— START OF Given text —
Because we found a solution that fixed the problem earlier, and I marked that post as a solution. Now we are continuing in this same thread because it’s the same problem, trying to find the root cause to this issue. We can ask the @moderators to mark the thread as unsolved I suppose.
-
Oh, i see. I will inform you if file is appearing.
-
here it comes again now, i have a log file that your script created and i think this is not the usual situation. here is what happened now:
task was deploying and DURING that task the host data was updated with new mac address (i am aware that it is not best usage it was not me)
so i have the log, where to put it? mail maybe? it has many info about our setup, maybe not best to have it on a forum ,) let me know how to share with it with you.
-
@foglalt You can sanitize the log and post it here, or you could email it to me and I can look over it - PM me for my email address. To reset the ‘trap’, you just need to delete/move/rename the log that appeared. If you choose to sanitize and post here, don’t just wholesale delete stuff. For example, instead of completely removing an address or hostname, replace it with a sanitized one. Use search & replace for this - and ensure the integrity of the log is still valid.
-
@wayne-workman hehe, sanitize i will, well, i already started reading it but work came in the office in waves, so i postponed it to tomorrow. I will send or post it here from work. btw i kept your address from last db transaction we did together.
-
@foglalt said in Disappearing hosts from host list:
here is what happened now:
task was deploying and DURING that task the host data was updated with new mac address (i am aware that it is not best usage it was not me)No matter how it happened, we can learn from this and possibly improve FOG while doing so.
-
I realised that only ip could have been sensitive, so i altered it, rest is unmodified. I am curious if log helps this time (as i mentioned it has now an extra step over normal daily work (mac was changed during selected host was being deployed).
(as logs cannot be inserted here this long as i have, and uploaded files are only pictures, i send to your email.)
— END OF Given text —
— START OF Entries —
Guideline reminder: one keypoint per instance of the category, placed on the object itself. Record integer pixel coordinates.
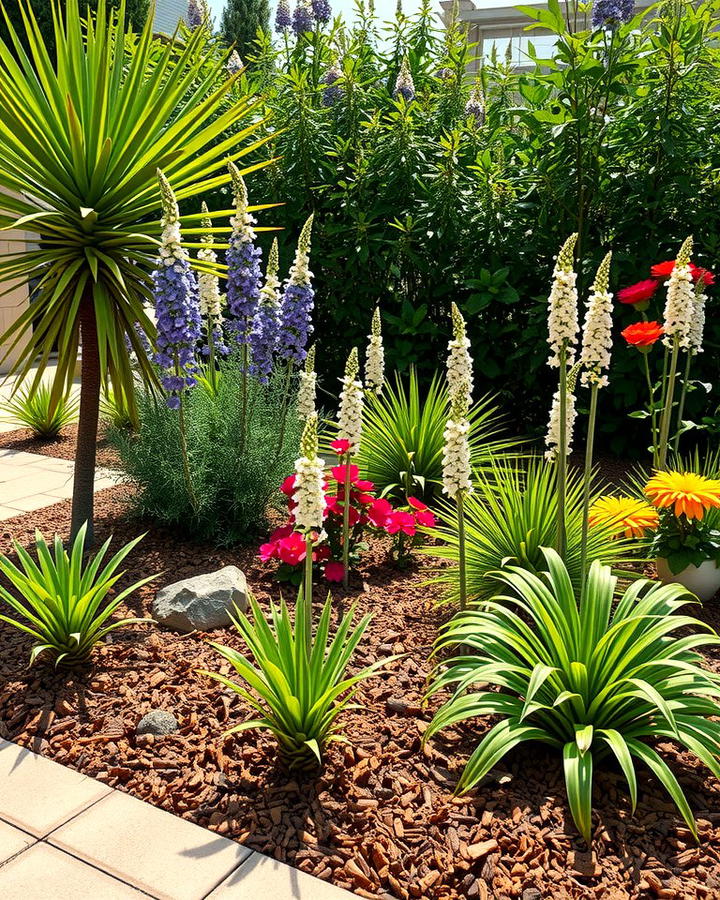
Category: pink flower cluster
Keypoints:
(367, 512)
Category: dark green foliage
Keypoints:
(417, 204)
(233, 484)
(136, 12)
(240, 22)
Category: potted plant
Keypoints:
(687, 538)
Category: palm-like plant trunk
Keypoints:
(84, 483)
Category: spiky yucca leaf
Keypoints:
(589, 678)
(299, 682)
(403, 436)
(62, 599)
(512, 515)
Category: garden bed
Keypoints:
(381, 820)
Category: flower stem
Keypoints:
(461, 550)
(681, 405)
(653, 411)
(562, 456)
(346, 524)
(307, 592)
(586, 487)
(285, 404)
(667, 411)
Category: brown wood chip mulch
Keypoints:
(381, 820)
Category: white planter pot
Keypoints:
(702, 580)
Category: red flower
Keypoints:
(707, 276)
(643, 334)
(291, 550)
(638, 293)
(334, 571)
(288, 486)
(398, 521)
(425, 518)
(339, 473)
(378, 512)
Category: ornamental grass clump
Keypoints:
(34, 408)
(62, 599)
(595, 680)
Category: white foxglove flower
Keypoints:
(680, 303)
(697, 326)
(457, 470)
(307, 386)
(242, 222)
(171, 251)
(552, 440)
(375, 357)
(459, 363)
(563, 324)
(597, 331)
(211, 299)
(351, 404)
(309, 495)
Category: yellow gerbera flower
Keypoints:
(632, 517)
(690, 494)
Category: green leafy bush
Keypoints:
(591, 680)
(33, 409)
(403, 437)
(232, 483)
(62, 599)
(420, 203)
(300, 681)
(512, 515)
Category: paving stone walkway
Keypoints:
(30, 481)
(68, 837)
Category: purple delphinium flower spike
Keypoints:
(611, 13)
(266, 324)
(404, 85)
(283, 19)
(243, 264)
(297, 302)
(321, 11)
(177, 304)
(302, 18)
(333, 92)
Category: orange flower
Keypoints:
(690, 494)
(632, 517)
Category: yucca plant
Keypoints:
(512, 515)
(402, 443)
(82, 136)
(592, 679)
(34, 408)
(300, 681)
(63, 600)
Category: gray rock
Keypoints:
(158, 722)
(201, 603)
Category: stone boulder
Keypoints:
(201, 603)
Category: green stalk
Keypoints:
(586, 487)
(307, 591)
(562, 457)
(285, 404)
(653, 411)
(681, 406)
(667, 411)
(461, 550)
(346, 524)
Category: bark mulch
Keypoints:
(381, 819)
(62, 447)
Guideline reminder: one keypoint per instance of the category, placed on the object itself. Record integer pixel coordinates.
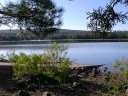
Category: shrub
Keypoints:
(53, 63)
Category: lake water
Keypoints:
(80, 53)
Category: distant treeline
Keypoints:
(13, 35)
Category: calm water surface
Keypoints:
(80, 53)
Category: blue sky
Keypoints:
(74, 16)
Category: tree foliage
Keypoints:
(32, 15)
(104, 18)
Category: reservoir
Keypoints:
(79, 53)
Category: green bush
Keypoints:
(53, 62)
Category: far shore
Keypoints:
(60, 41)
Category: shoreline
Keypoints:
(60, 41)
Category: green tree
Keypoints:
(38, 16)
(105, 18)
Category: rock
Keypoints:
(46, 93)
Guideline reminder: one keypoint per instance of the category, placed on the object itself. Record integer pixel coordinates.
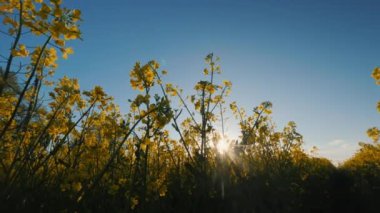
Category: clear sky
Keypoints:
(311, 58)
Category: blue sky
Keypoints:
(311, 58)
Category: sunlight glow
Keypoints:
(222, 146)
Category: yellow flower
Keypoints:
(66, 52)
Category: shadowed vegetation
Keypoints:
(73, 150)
— END OF Entries —
Instruction 1 → In the forum thread about disappearing hosts, what does someone need to do to reset the "trap"?
Instruction 2 → Write the next post in the forum thread about disappearing hosts, following its last message.

Exercise answer 1 → Delete, move, or rename the log that appeared.

Exercise answer 2 →
-
Got it, I will look over it tonight. At any rate, reset the trap.
-
@foglalt I looked over the log.
What I am seeing is that hostID 5 lost it’s primary MAC address on February 28th at 09:29:01 your time.
Knowing that you set this check up to run every minute, that means this problem happened between 9:28 AM and 9:29 AM.
Good thing the script gets the last 100 lines of the apache access log, these relevant lines were nearly at the top of the output:
10.10.36.124 - - [28/Feb/2018:09:28:10 +0100] "POST /fog/management/index.php?node=host&sub=edit&id=5&tab=host-general HTTP/1.1" 302 726 "http://SERVER/fog/management/index.php?node=host&sub=edit&id=5" "Mozilla/5.0 (Windows NT 10.0; WOW64; rv:58.0) Gecko/20100101 Firefox/58.0" 10.10.36.124 - - [28/Feb/2018:09:28:10 +0100] "GET /fog/management/index.php?node=host&sub=edit&id=5 HTTP/1.1" 302 698 "http://SERVER/fog/management/index.php?node=host&sub=edit&id=5" "Mozilla/5.0 (Windows NT 10.0; WOW64; rv:58.0) Gecko/20100101 Firefox/58.0" 10.10.36.124 - - [28/Feb/2018:09:28:10 +0100] "GET /fog/management/index.php?node=host HTTP/1.1" 200 2848 "http://SERVER/fog/management/index.php?node=host&sub=edit&id=5" "Mozilla/5.0 (Windows NT 10.0; WOW64; rv:58.0) Gecko/20100101 Firefox/58.0"
One POST, two GET requests. I’m going to assume the POST request caused the primary mac to be disassociated from the host.
I do not see any relevant logs from the history table during this time, and the apache error log is basically totally silent.
So now we have something to go on. I’ll try to replicate the problem this weekend but I do have a very busy weekend so I might not get to it. I am very confident that the primary MAC of this host is being either deleted or disassociated during a host information update via the GUI - on a POST request.
@Foglalt if you can attempt to replicate this problem via editing & saving host information and figure out exactly what’s causing it, it would help. @developers any insight or help in isolating the issue further would be appreciated.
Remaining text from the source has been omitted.